## [Data to use]
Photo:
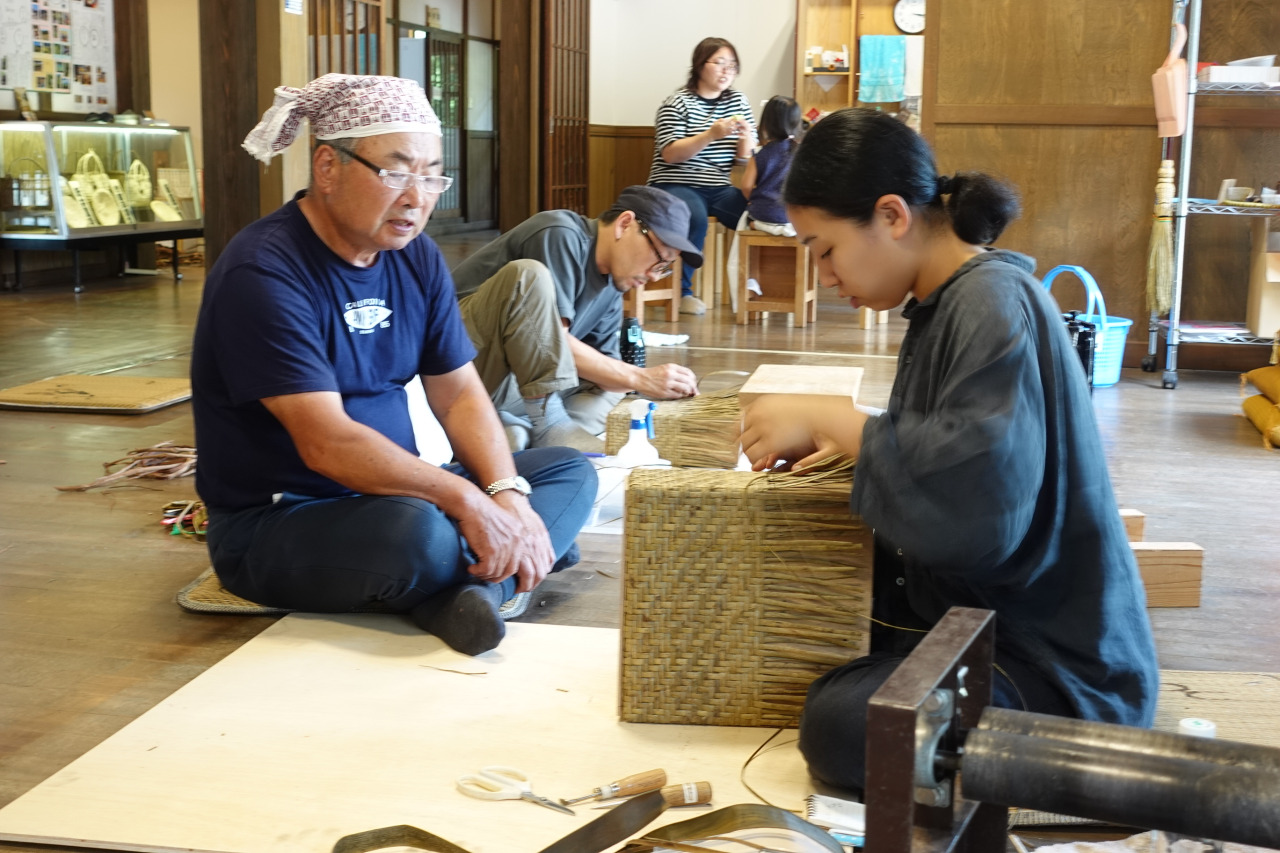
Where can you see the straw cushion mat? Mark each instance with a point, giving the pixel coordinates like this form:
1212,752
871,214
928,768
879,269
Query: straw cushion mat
108,393
695,432
739,591
206,594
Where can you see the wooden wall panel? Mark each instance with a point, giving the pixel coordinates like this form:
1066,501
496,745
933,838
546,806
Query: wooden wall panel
1060,103
1096,217
516,28
620,156
1078,51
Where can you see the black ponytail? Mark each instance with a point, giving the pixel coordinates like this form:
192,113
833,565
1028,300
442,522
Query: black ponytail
854,156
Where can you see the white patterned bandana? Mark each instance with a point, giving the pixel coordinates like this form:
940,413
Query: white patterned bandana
342,105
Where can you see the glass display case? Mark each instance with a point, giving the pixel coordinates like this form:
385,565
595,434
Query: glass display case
69,181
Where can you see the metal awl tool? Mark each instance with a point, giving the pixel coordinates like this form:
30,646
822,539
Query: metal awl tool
626,787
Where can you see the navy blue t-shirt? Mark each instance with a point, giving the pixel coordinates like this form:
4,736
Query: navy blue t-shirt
282,314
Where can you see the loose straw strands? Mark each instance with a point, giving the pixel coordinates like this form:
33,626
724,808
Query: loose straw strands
163,461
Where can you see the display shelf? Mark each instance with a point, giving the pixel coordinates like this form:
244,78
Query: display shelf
72,186
1205,206
1237,89
1261,305
1215,333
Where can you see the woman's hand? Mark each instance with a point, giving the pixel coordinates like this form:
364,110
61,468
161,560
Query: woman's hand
732,126
800,430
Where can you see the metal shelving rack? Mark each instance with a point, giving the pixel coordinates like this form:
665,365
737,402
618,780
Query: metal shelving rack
1184,206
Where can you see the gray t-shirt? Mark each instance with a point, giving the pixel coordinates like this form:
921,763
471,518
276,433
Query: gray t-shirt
565,242
987,486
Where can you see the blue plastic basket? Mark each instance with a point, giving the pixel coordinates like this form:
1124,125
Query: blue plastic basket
1112,331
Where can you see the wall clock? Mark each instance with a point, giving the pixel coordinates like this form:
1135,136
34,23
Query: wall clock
909,16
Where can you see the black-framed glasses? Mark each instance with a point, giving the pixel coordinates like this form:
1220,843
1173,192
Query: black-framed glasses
433,183
663,265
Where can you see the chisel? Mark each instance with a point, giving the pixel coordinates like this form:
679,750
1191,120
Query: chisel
626,787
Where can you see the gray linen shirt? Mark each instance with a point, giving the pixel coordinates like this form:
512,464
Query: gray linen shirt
565,242
987,487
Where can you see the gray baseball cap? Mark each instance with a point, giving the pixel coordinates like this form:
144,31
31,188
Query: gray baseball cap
664,215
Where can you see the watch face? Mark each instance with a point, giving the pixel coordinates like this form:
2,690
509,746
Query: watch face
909,16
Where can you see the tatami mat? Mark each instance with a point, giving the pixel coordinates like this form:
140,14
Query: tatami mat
106,393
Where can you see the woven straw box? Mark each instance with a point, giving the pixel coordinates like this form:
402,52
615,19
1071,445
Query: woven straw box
740,589
695,432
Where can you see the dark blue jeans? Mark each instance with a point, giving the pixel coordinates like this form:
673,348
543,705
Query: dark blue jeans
725,203
338,555
833,725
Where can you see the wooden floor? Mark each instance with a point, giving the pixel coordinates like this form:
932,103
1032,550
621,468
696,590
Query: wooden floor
90,637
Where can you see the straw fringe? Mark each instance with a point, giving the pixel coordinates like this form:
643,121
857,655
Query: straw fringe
740,591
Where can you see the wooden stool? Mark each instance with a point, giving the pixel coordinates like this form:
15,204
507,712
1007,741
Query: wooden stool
708,277
666,290
781,267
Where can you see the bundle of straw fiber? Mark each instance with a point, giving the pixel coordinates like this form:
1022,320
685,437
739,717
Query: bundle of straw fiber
694,432
1262,409
163,461
1160,256
740,589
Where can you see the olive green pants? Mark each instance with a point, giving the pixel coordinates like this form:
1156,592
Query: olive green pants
524,352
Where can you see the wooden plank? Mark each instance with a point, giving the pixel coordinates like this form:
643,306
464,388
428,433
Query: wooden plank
1170,571
1134,523
817,381
278,731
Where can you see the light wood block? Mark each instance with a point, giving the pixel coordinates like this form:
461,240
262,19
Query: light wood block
1134,523
328,725
814,381
1170,571
1262,315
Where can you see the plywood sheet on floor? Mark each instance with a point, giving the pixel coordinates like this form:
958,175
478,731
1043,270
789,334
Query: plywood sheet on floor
329,725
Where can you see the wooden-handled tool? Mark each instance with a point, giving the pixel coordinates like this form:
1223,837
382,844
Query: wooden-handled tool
686,794
626,787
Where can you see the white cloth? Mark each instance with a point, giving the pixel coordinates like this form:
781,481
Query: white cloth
341,106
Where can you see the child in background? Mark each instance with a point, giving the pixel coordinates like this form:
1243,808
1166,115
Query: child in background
762,182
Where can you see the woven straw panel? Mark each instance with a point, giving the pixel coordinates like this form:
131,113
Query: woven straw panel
106,393
695,432
740,589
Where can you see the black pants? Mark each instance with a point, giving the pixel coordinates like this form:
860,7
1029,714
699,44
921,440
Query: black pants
337,555
833,726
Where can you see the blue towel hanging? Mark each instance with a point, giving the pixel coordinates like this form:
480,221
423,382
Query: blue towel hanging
882,65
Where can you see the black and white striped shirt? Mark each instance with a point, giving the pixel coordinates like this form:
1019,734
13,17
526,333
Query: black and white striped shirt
686,114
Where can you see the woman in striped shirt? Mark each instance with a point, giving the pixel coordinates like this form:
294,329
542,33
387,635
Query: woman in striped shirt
700,132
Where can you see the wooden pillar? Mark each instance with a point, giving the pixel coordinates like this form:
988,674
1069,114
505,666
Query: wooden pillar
516,114
246,50
132,56
228,81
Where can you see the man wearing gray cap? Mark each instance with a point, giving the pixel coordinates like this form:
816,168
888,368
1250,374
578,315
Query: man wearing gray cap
543,305
312,322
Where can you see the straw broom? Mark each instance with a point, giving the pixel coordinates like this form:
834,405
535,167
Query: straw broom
1160,256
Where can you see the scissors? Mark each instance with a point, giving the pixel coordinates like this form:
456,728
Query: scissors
504,783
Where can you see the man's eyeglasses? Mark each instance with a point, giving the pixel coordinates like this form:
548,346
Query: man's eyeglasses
663,265
433,183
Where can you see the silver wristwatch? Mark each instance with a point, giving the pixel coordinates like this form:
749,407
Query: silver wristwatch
516,483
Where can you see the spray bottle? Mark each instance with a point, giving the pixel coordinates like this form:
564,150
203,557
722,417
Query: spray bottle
638,450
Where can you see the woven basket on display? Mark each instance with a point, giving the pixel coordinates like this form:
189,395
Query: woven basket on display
740,589
695,432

## [Work item]
Leaving out all pictures, transcribe the listing exactly.

## [Your response]
Photo:
Where can you see the straw cushion mat? Mark each instance with a point, giving the pixel coordinates like this form:
1212,752
871,214
928,768
879,269
Query: straw cushion mat
108,393
695,432
739,591
206,594
Where can you see the wooden wall panel? Mark each instance with a point, giving the pixel coordinates like this form:
1066,501
496,745
933,838
546,806
Query: wooden wall panel
1060,103
1096,217
516,28
620,156
1078,51
Where can you see the black ponytail? Mark each instance with a point, giving the pixel coordinates like this form:
192,113
833,565
1028,300
442,522
Query: black ponytail
854,156
Where can you see the white patterned bandana? Mark each instance with a point, giving the pixel coordinates like this form:
940,413
Query: white patterned bandana
342,105
Where can you see the glass display case? Mark each instance with a point, giving the pixel coordinates like this form:
385,565
595,434
Query: glass display case
69,181
Where can you see the metal awl tool? Mark each instance with a point, giving the pixel coordinates like this form:
30,646
822,539
Query: metal awl tool
626,787
Where can you see the navy blue t-shirt? Mark each instance with a point, giving the pixel coordinates like this form:
4,736
Query: navy blue t-shirt
282,314
Where can you see the loose straw strands? Mark each instance with a point, giving the pixel coordinates like this form:
33,626
724,808
Query: loose straw strands
163,461
Where can you see the display shelf? Mark each instance with a point, giving the pixel coordinates like this form:
244,78
Query: display shelf
72,186
1205,206
1237,89
1261,305
1215,333
Where can you see the woman's hand? Mark each instance with a point, giving the pixel coordinates like this form:
364,110
61,468
161,560
Query: woman's hand
732,126
800,430
Where can you see the metal shelving rack? Mark each instance with a point, giving the pixel coordinates like this form:
665,365
737,402
618,780
Query: metal shelving rack
1184,206
Where can you see the gray t-shirt? Mark each instance with a point, giving the pixel coordinates like this form:
921,763
471,518
276,433
Query: gray t-shirt
565,242
987,486
Where can you see the blue plastic basket? Mark each instance with a point, giving the pixel coordinates like this form:
1124,125
Query: blue plastic basket
1112,331
Where can you see the wall clock? Mark each instance with a point, giving the pixel coordinates like this form:
1135,136
34,23
Query: wall clock
909,16
Where can you see the black-framed glasses? Mark each instance with a point, giving the pixel coordinates like this form:
1220,843
1173,192
Query: black-framed glasses
433,183
663,265
Where can you see the chisel? Mark each instance with a point, giving the pixel coordinates like this form:
679,750
1191,120
Query: chisel
626,787
Where can you see the gray linen shirt? Mark each instance with a point, giving the pixel coordinates like this form:
512,464
Query: gray linen shirt
565,242
987,487
Where can you see the gray baseball cap? Mark each instance with a point, giving the pixel coordinates like this form:
144,31
31,188
Query: gray baseball cap
664,215
Where can you see the watch face? Mark each instance with a point, giving the pixel coordinates like this form:
2,690
509,746
Query: watch face
909,16
Where can you see the tatami mat? Mark each instance with a point, giving the pixel coordinates like this form:
140,14
Query: tatami mat
106,393
Where can you see the woven straw box? Mark each instance with a point, giving the pixel coordinates like this form:
402,52
615,19
1071,445
Query: woven straw box
740,589
695,432
Where can you see the dark blue jeans? Mark each instance with a point, giving the pixel coordinates like this form:
673,348
543,705
Query: dark blue jeans
725,203
338,555
833,725
Where can you see the wooden floor? Mark each instance with a point, giving the pixel coordinates like this form:
932,103
1032,550
621,468
696,590
Query: wooden floor
90,637
Where can you see the straw fringe? Mark each instance with a point, giving the pixel coordinates like this form:
643,121
857,655
Query: straw fringe
740,591
Where can you see the wooden stool? Mark each instance with a point, giving the pixel coordinates like this form:
15,204
507,712
1007,741
Query: wooden stool
708,277
666,290
781,267
Where can you see the bundle of straw fiber? Mark each instance with a point, giving the pixel coordinates like this form:
1022,320
685,437
739,717
Query: bundle of straw fiber
694,432
1262,409
163,461
1160,256
740,589
Where can you see the olive green pants? Mark each instance with a point, giving the pixel coordinates like this form:
1156,592
Query: olive green pants
524,352
Where can you see the wooden plank? Mark each instance with a point, giving the pixel coordinates like this form:
643,306
464,388
428,433
Query: wooden plank
1170,571
1134,523
817,381
278,731
Where can you see the light wood block? Mark each instance with a point, giving the pixel coordinates like this form:
461,240
262,19
Query: light wood block
1134,523
328,725
814,381
1170,571
1262,315
Where can you see the plywood sheet on floor? Mark each instance with a point, giving the pixel coordinates like this form:
958,175
478,731
1043,270
789,334
Query: plywood sheet on floor
329,725
Where can you see the wooden-handled tool? Mark each instance with a point, giving the pixel coordinates like this form:
1223,837
382,844
Query: wooden-handled tool
686,794
626,787
Where can you see the white cloth? Mark each instance with a point, giving the pixel coordinates like this form:
781,481
Query: white cloth
341,106
Where can you see the child in background? Mark each instance with a point, giving the pixel coordinates like this form:
1243,808
1166,115
Query: child in background
762,182
Where can you see the woven straw panel? Mark each instance with a point, giving the pixel coordinates like this form:
131,113
Query: woven straw panel
106,393
695,432
740,589
Where can you see the black pants? Mark each instance with a point, giving the pixel coordinates like this form:
860,7
1029,714
699,44
921,440
Query: black pants
337,555
833,726
Where can you see the blue towel hanging? Mark each instance with a point, giving the pixel coordinates like this form:
480,221
423,382
Query: blue towel hanging
882,65
Where can you see the black and white striped shirt? Mark each instance with a point, giving the pixel coordinates like this form:
1019,734
13,17
526,333
Query: black and white striped shirt
686,114
Where can you see the woman in striped shirt? Mark each instance with a point, giving the pixel coordinates like this form:
294,329
542,33
387,635
Query: woman in striped shirt
700,132
Where can you see the wooden pillar? Mark each instance with a point, giving the pixel coordinates like this form:
988,674
1069,114
505,666
Query: wooden pillar
516,114
246,50
132,56
228,81
Where can you see the man wearing gray cap? Mark each instance with a point, giving the pixel coordinates like this form:
816,168
888,368
1250,374
578,315
Query: man wearing gray cap
543,305
312,322
Where can you see the straw broom? Mark each instance with a point, giving the pixel coordinates like this form:
834,405
535,167
Query: straw broom
1160,256
Where can you see the scissors? Mark each instance with a point, giving the pixel coordinates like this form:
456,728
Query: scissors
504,783
Where can you see the man's eyeglasses? Mark each instance with a point, giving the pixel coordinates like this form:
548,346
Query: man's eyeglasses
663,265
433,183
Where can you see the silver wristwatch? Mark each instance with a point, giving the pixel coordinates like this form:
749,407
Query: silver wristwatch
516,483
Where can you see the spray bottle? Mark each instance with a point, giving the pixel coordinates like this form:
564,150
203,557
722,417
Query: spray bottle
638,450
Where can you see the woven basket on display? Mark each instance with a point, giving the pixel coordinates like this form:
189,395
Query: woven basket on display
740,589
695,432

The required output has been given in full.